→ **Task prompt**: Take the line with "Review step: verify that every instance of the child running" and every line after it in the entries below, and set them down exactly, without any pictures.

→ **Supplied entries**:

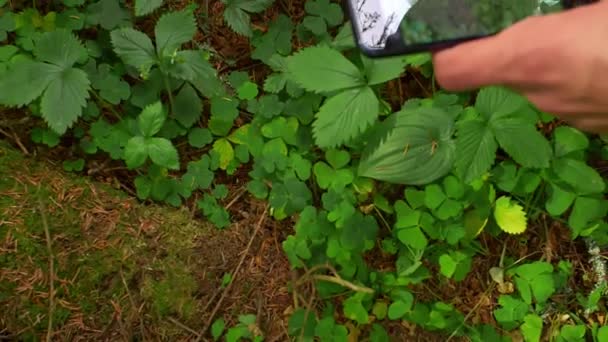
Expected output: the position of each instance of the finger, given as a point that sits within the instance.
(471, 65)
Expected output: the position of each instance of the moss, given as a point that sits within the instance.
(102, 241)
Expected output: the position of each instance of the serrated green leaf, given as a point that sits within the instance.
(399, 308)
(559, 200)
(497, 102)
(337, 158)
(247, 91)
(568, 140)
(322, 69)
(145, 7)
(447, 265)
(25, 81)
(199, 137)
(187, 106)
(532, 328)
(151, 119)
(585, 211)
(511, 313)
(163, 153)
(413, 146)
(136, 152)
(510, 216)
(191, 65)
(345, 116)
(134, 48)
(583, 179)
(382, 70)
(64, 99)
(172, 30)
(475, 149)
(316, 25)
(71, 50)
(225, 151)
(522, 142)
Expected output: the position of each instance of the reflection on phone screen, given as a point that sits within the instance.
(429, 21)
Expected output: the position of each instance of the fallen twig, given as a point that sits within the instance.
(234, 275)
(47, 234)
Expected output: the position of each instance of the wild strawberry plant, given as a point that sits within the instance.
(421, 183)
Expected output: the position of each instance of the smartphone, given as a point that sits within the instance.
(396, 27)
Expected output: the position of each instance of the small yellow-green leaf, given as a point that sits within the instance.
(510, 216)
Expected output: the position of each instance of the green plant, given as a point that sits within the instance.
(354, 172)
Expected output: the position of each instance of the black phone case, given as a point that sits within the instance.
(395, 46)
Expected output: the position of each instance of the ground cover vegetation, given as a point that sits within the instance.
(404, 212)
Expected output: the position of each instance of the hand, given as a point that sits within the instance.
(558, 61)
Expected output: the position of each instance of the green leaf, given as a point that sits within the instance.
(25, 81)
(559, 200)
(475, 149)
(134, 48)
(225, 151)
(354, 309)
(522, 142)
(497, 102)
(187, 106)
(532, 328)
(573, 333)
(151, 119)
(191, 65)
(71, 50)
(172, 30)
(337, 158)
(510, 217)
(535, 279)
(586, 210)
(145, 7)
(322, 69)
(433, 196)
(399, 308)
(345, 116)
(511, 313)
(198, 175)
(247, 91)
(413, 146)
(217, 328)
(199, 137)
(583, 179)
(136, 152)
(382, 70)
(568, 140)
(64, 99)
(447, 265)
(163, 153)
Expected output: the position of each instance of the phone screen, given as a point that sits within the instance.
(422, 22)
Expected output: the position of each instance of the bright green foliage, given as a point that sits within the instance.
(532, 328)
(535, 280)
(322, 14)
(326, 138)
(160, 150)
(510, 216)
(410, 147)
(63, 88)
(145, 7)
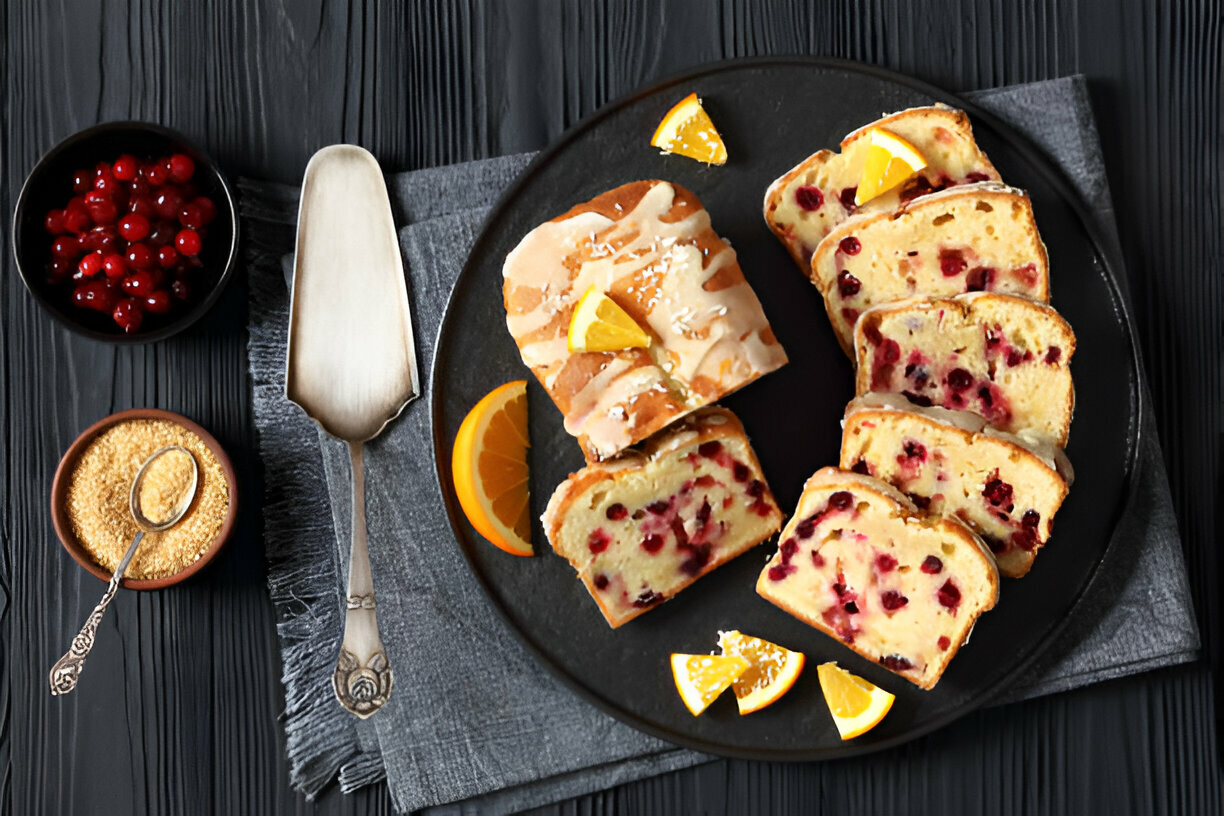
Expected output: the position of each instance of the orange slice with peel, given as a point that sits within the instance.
(687, 130)
(490, 467)
(890, 160)
(771, 672)
(701, 678)
(857, 706)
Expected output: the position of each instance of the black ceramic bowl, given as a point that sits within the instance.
(49, 186)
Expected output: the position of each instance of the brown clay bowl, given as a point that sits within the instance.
(60, 488)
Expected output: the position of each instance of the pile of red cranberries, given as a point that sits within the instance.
(130, 237)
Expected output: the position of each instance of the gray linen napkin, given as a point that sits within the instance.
(474, 716)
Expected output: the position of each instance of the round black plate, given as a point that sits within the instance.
(772, 114)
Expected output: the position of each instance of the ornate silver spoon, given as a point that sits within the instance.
(66, 671)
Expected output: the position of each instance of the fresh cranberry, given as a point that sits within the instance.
(841, 500)
(809, 198)
(187, 242)
(891, 601)
(129, 313)
(54, 222)
(847, 284)
(138, 284)
(167, 257)
(96, 295)
(134, 226)
(114, 266)
(599, 541)
(960, 379)
(949, 596)
(158, 302)
(951, 263)
(847, 198)
(140, 256)
(91, 264)
(998, 492)
(65, 246)
(978, 279)
(895, 663)
(181, 168)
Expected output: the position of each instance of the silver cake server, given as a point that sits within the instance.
(351, 365)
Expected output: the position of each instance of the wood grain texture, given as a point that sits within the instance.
(176, 712)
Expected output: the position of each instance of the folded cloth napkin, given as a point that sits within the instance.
(474, 716)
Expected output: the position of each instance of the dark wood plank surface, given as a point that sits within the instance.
(178, 710)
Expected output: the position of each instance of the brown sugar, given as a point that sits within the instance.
(99, 489)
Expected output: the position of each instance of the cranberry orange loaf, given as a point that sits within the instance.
(1006, 359)
(643, 526)
(804, 204)
(649, 246)
(973, 237)
(862, 564)
(951, 463)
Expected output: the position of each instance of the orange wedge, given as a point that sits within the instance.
(771, 671)
(890, 160)
(687, 130)
(490, 467)
(701, 678)
(857, 706)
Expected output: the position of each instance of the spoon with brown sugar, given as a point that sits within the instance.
(160, 496)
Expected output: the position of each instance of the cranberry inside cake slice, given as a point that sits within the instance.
(974, 237)
(641, 527)
(817, 195)
(1005, 359)
(862, 564)
(949, 463)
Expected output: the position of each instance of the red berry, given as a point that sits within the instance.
(158, 302)
(134, 226)
(91, 264)
(82, 180)
(114, 266)
(140, 256)
(140, 283)
(127, 315)
(191, 217)
(126, 166)
(54, 222)
(207, 208)
(187, 242)
(66, 246)
(168, 203)
(181, 166)
(93, 294)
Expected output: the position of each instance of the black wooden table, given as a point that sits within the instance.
(178, 710)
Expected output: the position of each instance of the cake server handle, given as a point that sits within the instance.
(362, 677)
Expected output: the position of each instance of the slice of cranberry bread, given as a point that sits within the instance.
(973, 237)
(650, 247)
(645, 525)
(859, 562)
(1006, 359)
(951, 463)
(806, 203)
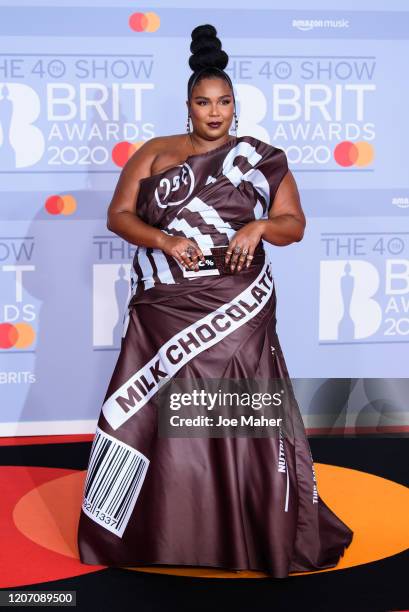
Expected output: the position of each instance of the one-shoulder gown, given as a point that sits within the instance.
(224, 502)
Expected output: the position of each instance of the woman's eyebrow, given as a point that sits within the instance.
(206, 98)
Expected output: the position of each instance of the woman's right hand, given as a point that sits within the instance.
(184, 250)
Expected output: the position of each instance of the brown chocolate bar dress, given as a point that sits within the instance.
(223, 502)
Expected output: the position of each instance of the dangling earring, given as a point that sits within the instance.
(236, 123)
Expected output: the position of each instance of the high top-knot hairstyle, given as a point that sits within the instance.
(207, 59)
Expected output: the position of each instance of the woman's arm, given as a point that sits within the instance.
(285, 224)
(286, 220)
(121, 216)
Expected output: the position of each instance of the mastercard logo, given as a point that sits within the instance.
(144, 22)
(19, 335)
(123, 151)
(60, 205)
(359, 153)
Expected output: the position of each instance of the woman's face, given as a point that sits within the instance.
(211, 103)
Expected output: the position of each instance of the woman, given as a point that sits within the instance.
(202, 307)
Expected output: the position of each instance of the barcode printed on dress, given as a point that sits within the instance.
(116, 472)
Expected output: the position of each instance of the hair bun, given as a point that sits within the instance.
(207, 49)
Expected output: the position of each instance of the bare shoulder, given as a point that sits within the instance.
(142, 163)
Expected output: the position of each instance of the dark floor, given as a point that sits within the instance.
(381, 586)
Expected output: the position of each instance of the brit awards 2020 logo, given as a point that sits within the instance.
(21, 141)
(365, 297)
(111, 290)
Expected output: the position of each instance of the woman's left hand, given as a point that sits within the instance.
(246, 239)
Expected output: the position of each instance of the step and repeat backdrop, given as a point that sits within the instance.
(82, 87)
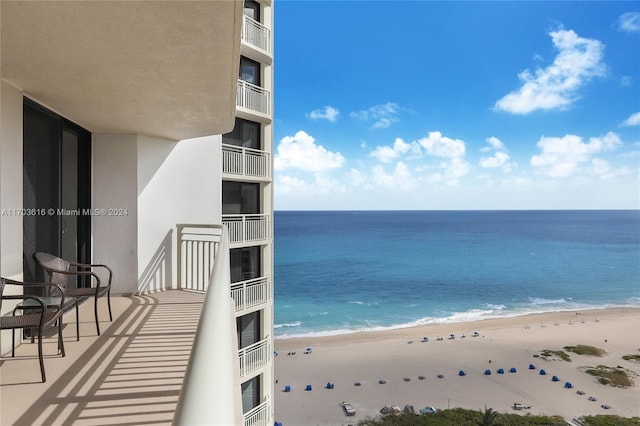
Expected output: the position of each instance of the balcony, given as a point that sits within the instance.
(251, 293)
(132, 373)
(254, 101)
(245, 163)
(254, 357)
(249, 228)
(256, 35)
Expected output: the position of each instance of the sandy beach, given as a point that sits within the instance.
(410, 368)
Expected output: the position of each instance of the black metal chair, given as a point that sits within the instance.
(37, 313)
(59, 271)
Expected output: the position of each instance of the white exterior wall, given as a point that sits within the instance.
(154, 184)
(10, 193)
(115, 238)
(178, 182)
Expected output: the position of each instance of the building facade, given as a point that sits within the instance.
(247, 207)
(122, 121)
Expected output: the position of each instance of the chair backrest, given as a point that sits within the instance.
(52, 264)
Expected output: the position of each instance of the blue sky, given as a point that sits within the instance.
(456, 105)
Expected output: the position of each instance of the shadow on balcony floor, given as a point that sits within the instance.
(130, 375)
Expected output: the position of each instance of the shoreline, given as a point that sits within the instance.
(535, 318)
(400, 358)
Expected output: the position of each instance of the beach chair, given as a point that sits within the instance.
(348, 408)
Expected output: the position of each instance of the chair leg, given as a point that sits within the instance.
(77, 323)
(40, 357)
(60, 339)
(109, 304)
(95, 310)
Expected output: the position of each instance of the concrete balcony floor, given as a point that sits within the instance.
(129, 375)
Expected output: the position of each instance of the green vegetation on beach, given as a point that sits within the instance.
(585, 350)
(464, 417)
(548, 353)
(613, 376)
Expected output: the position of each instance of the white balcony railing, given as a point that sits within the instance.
(197, 247)
(248, 162)
(256, 34)
(253, 98)
(211, 385)
(250, 293)
(254, 357)
(248, 228)
(259, 416)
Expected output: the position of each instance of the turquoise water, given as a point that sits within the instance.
(340, 272)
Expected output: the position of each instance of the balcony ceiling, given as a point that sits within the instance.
(160, 68)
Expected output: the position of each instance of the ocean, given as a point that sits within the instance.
(339, 272)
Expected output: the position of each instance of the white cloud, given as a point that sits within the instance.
(442, 146)
(629, 22)
(561, 157)
(633, 120)
(386, 154)
(328, 113)
(495, 144)
(399, 179)
(383, 115)
(301, 152)
(454, 169)
(556, 86)
(499, 159)
(626, 80)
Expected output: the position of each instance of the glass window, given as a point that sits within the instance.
(250, 394)
(240, 198)
(252, 10)
(249, 71)
(245, 263)
(245, 133)
(248, 329)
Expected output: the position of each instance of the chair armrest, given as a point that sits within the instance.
(94, 265)
(39, 299)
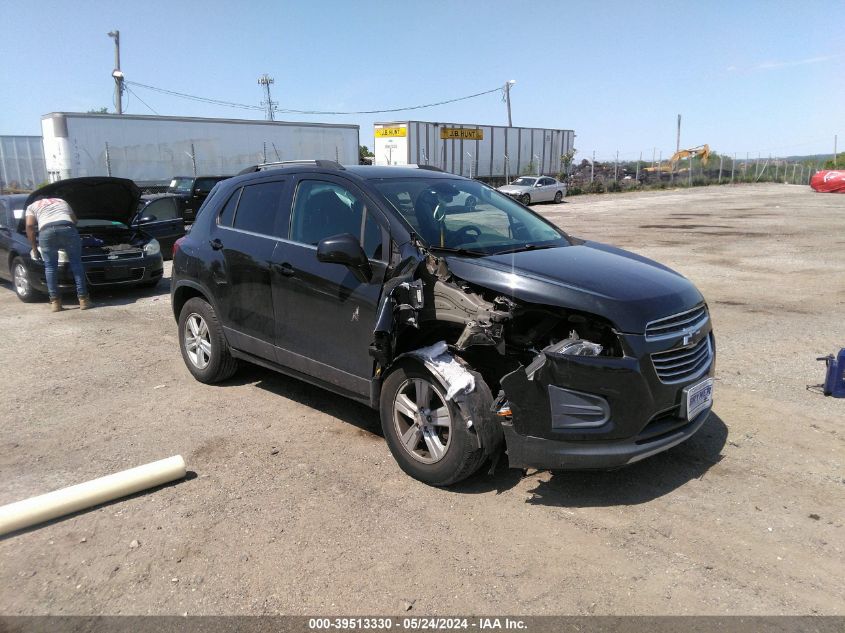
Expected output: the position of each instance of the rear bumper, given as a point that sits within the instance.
(525, 451)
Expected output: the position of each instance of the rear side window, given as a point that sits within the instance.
(258, 206)
(372, 238)
(228, 213)
(324, 209)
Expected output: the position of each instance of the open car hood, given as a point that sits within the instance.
(94, 198)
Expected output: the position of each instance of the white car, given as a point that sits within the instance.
(530, 189)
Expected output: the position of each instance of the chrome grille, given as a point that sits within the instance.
(104, 257)
(676, 324)
(683, 363)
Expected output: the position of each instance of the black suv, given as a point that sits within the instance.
(475, 326)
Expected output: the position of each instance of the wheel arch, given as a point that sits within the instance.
(187, 290)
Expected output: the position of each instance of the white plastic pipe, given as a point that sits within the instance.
(29, 512)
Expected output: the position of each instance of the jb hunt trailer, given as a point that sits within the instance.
(476, 151)
(156, 148)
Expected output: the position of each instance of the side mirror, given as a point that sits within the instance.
(345, 249)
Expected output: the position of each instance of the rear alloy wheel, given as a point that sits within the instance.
(203, 346)
(426, 433)
(23, 286)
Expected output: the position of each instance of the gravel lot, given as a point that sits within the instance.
(297, 507)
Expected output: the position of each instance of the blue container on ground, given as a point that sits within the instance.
(834, 382)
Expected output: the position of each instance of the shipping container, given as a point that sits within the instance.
(475, 151)
(156, 148)
(21, 163)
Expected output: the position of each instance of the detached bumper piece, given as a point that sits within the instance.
(545, 454)
(598, 412)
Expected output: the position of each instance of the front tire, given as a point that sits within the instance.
(22, 283)
(426, 433)
(203, 346)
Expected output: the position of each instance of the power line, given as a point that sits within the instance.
(134, 94)
(196, 98)
(245, 106)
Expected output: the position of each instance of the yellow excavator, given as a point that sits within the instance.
(702, 150)
(669, 166)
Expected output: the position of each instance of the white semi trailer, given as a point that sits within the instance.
(477, 151)
(156, 148)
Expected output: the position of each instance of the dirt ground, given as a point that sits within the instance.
(298, 508)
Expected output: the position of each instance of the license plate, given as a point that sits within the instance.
(116, 272)
(699, 397)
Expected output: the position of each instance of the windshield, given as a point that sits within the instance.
(467, 215)
(180, 185)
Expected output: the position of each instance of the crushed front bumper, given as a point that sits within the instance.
(594, 412)
(525, 451)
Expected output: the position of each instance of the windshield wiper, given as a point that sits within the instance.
(458, 251)
(526, 247)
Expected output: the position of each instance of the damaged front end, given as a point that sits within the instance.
(571, 391)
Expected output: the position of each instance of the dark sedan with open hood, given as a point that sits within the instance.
(118, 243)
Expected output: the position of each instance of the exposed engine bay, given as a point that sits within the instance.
(504, 342)
(109, 240)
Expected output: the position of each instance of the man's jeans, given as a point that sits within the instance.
(65, 237)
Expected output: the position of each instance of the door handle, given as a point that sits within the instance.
(286, 269)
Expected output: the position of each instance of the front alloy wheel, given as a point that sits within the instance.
(427, 435)
(23, 287)
(422, 420)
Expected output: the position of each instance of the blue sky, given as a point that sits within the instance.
(746, 76)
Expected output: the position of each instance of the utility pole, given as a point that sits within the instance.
(266, 81)
(677, 149)
(116, 73)
(508, 99)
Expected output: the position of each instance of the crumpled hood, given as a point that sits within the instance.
(625, 288)
(96, 197)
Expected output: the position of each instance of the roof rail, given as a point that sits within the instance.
(428, 167)
(325, 164)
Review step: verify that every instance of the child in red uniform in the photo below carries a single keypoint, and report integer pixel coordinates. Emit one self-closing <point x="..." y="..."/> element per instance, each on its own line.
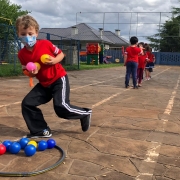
<point x="150" y="63"/>
<point x="53" y="81"/>
<point x="131" y="61"/>
<point x="141" y="64"/>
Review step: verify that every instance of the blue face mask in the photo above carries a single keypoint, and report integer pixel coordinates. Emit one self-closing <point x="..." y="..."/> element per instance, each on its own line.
<point x="28" y="41"/>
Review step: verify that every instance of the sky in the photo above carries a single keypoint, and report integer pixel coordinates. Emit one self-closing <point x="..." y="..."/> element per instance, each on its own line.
<point x="132" y="18"/>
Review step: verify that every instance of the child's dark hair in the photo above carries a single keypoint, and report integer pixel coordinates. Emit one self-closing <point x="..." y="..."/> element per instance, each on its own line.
<point x="133" y="40"/>
<point x="141" y="43"/>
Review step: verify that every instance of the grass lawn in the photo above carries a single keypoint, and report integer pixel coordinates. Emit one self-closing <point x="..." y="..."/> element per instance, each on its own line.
<point x="8" y="70"/>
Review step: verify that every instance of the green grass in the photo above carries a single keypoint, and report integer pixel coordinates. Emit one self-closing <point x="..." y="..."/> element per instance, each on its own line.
<point x="10" y="70"/>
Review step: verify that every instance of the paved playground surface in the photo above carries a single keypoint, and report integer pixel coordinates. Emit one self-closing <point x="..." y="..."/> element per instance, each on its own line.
<point x="134" y="133"/>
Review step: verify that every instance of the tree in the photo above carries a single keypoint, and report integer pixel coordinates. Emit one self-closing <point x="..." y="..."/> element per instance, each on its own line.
<point x="168" y="37"/>
<point x="8" y="15"/>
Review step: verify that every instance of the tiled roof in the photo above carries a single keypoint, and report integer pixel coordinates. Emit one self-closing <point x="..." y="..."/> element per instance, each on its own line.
<point x="85" y="33"/>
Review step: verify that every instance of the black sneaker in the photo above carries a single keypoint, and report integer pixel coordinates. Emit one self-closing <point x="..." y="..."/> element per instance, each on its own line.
<point x="45" y="133"/>
<point x="85" y="122"/>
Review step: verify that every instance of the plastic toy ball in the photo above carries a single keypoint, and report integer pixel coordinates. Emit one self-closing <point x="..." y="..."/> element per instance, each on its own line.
<point x="23" y="142"/>
<point x="38" y="65"/>
<point x="44" y="58"/>
<point x="14" y="148"/>
<point x="2" y="149"/>
<point x="42" y="145"/>
<point x="51" y="143"/>
<point x="34" y="143"/>
<point x="30" y="66"/>
<point x="30" y="150"/>
<point x="7" y="143"/>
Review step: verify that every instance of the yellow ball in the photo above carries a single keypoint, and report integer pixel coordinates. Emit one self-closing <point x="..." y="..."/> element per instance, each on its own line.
<point x="34" y="143"/>
<point x="44" y="58"/>
<point x="38" y="65"/>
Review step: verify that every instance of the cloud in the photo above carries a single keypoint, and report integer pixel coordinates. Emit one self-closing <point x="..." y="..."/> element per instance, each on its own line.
<point x="132" y="17"/>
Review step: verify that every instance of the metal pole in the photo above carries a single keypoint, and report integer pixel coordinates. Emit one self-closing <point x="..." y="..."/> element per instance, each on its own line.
<point x="137" y="24"/>
<point x="103" y="20"/>
<point x="159" y="31"/>
<point x="118" y="20"/>
<point x="130" y="26"/>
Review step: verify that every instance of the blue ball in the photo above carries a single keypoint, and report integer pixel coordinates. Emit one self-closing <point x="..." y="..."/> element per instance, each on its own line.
<point x="7" y="143"/>
<point x="42" y="145"/>
<point x="23" y="142"/>
<point x="51" y="143"/>
<point x="14" y="148"/>
<point x="30" y="150"/>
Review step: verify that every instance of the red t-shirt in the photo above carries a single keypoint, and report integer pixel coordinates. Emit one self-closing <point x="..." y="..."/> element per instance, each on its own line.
<point x="47" y="73"/>
<point x="132" y="53"/>
<point x="151" y="56"/>
<point x="142" y="60"/>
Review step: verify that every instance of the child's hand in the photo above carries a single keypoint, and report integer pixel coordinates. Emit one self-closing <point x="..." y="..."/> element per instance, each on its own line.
<point x="34" y="72"/>
<point x="50" y="61"/>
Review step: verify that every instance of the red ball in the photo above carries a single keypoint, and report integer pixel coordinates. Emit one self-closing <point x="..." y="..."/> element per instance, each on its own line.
<point x="2" y="149"/>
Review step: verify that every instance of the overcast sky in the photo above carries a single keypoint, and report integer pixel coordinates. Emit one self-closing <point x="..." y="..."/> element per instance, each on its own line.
<point x="62" y="14"/>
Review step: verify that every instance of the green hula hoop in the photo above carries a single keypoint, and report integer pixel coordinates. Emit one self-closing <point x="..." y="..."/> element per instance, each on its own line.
<point x="34" y="173"/>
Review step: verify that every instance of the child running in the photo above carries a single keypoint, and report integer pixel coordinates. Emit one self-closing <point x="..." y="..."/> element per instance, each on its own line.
<point x="142" y="59"/>
<point x="150" y="63"/>
<point x="53" y="81"/>
<point x="131" y="61"/>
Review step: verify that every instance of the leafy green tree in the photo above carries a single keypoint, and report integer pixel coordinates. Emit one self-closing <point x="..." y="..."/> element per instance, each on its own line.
<point x="168" y="37"/>
<point x="8" y="15"/>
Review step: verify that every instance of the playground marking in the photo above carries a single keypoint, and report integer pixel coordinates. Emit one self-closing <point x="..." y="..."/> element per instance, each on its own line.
<point x="10" y="104"/>
<point x="95" y="83"/>
<point x="148" y="165"/>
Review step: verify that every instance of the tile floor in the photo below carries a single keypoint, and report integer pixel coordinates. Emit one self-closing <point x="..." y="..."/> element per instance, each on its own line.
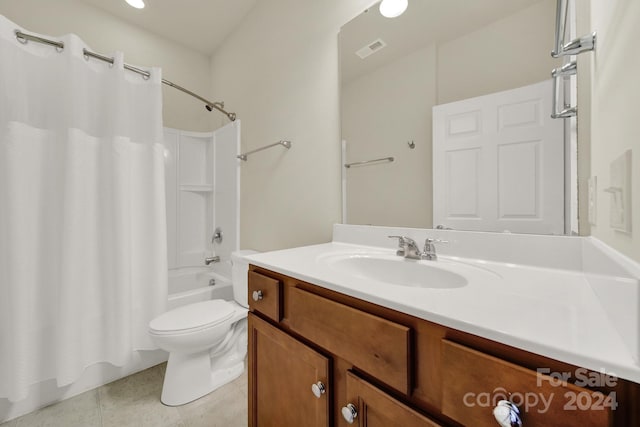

→ **Written solution**:
Review step: verify that every instance of the child running in the photo above carries a single keypoint, and report integer pixel coordinates. Emit one self-closing <point x="..." y="..."/> element per instance, each on its own line.
<point x="142" y="59"/>
<point x="150" y="63"/>
<point x="53" y="81"/>
<point x="131" y="61"/>
Review step: verify that every instance of the leafy green tree in the photo above carries a single keypoint, and report integer pixel coordinates. Emit one self-closing <point x="..." y="..."/> element per instance, each on its own line.
<point x="168" y="37"/>
<point x="8" y="15"/>
Review step: verify that every instance of the playground marking in the photo above carries a single keypoint, and report integer pixel coordinates. Emit one self-closing <point x="..." y="..."/> element per instance, each on its own line.
<point x="10" y="104"/>
<point x="95" y="83"/>
<point x="148" y="165"/>
Review step: verify that every instance of the tile floor in the photo below carries a single keypoint, and report integer pixel coordinates. Emit one self-closing <point x="..." y="..."/> element per instance, each on its own line.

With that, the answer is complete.